<<<<

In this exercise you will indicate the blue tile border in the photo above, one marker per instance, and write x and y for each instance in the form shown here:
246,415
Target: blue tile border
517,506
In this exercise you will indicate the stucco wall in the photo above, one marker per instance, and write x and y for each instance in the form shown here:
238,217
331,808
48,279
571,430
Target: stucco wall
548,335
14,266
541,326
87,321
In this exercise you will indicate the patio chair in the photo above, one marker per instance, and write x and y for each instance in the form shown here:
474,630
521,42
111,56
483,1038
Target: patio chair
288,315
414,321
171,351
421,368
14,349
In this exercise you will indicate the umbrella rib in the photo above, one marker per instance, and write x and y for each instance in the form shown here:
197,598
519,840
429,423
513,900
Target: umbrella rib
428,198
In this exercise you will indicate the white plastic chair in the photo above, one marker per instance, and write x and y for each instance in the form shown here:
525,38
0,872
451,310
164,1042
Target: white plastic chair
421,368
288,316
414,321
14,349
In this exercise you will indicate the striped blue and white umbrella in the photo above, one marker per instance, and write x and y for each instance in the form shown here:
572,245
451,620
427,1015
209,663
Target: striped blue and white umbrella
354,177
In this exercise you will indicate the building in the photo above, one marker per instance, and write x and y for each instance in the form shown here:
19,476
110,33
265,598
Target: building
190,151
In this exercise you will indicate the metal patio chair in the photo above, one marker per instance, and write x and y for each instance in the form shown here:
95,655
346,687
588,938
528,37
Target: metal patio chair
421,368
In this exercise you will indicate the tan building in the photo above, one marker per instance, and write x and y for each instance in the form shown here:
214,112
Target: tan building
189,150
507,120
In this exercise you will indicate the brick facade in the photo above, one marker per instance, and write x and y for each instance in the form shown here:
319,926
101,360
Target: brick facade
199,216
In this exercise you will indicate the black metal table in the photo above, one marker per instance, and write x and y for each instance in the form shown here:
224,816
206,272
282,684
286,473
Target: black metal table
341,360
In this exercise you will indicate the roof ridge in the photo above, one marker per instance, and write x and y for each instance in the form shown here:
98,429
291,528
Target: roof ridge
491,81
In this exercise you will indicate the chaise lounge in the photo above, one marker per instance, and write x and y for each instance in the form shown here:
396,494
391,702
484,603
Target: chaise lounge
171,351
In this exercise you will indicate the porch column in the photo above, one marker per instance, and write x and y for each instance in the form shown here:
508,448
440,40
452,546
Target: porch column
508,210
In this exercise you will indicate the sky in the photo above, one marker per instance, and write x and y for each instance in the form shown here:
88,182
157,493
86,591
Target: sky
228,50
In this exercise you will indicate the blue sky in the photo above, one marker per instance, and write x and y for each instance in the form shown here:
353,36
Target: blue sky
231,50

>>>>

(What needs to be done): Rewrite all of the data above, putting "point" wherever "marker" appears and keeping everything else the same.

(Written response):
In this exercise you will indicate the blue tile border in the photo above, one point per instance, and write x and y for each instance in the form shown here:
246,415
Target: blue tile border
517,506
In this exercise you will indicate the stucco wall in the photo above, one point per instance, and write x and y for each instance in the form shown here:
238,217
331,808
48,279
571,430
Target: stucco wall
548,335
14,266
541,326
87,321
In this exercise you will indicate the patio chair in the photo above, one point per instance, and write x and y for each instance in the form shown here:
474,630
521,42
111,56
483,1038
Target: patio chair
288,315
414,321
171,351
421,368
14,349
In this exercise you will indicate the umbrella rib in the photo above, one point per instance, and write x and y for each instance in the form shown here:
197,598
519,840
429,423
513,900
Target: umbrella rib
428,198
In this exercise you will indicate the white plastic chair in the photo above, one point per instance, and write x and y for each instance in the form shown here:
525,38
0,872
451,310
164,1042
Target: white plastic chair
421,368
288,316
414,321
14,349
In this exercise you will indicate the striped blue and white umbrella in the photo above, one point per instance, and write x and y for each instance in the form shown here:
572,245
451,620
427,1015
209,663
Target: striped blue and white umbrella
354,177
In this exercise you will indicate the building in the photo above, one point per instance, and write x and y for each instance in the form shown here:
19,476
110,33
265,598
Target: building
190,151
In this exercise you will indicate the metal patio chair in the photo above, one point per instance, and write x and y for each instance in the form shown here:
95,655
346,687
588,938
528,37
Target: metal patio chair
421,368
In this exercise you will indicate the tan building in the photo above, one point per instance, and write x and y for each instance in the form shown here:
214,112
Target: tan building
189,150
507,120
In this exercise you will indicate the brick facade in the photo above, one point per instance, and write x and y for each instance in the form shown here:
319,926
101,360
Target: brick facade
199,216
In this exercise you will indicate the black metal table in the photo above, one point per instance, and write x and y for each instance in the form shown here:
224,816
206,272
282,684
286,473
Target: black metal table
341,360
In this exercise you will indicate the roof ridge in the photo above, one point per instance, and write x and y for each instance in the form shown here:
98,429
291,528
Target: roof ridge
491,81
In this exercise you will indicate the chaise lounge in the photo above, one point per instance, and write x and y for each instance in the form shown here:
396,494
391,702
484,603
Target: chaise lounge
171,351
In this exercise you will indicate the porch column in the photo above, one point per instance, and write x and y for each instance in the form shown here:
508,448
440,40
452,546
Target: porch column
508,210
In this exercise you will indicate the sky in the photo above, one point per instance, and write x and y for each instance in the form shown here:
88,182
157,493
86,591
Target: sky
228,50
In this exercise you will indicate the blue sky in the photo above, one point per instance, and write x and y for each instance in the form shown here:
353,36
Target: blue sky
231,50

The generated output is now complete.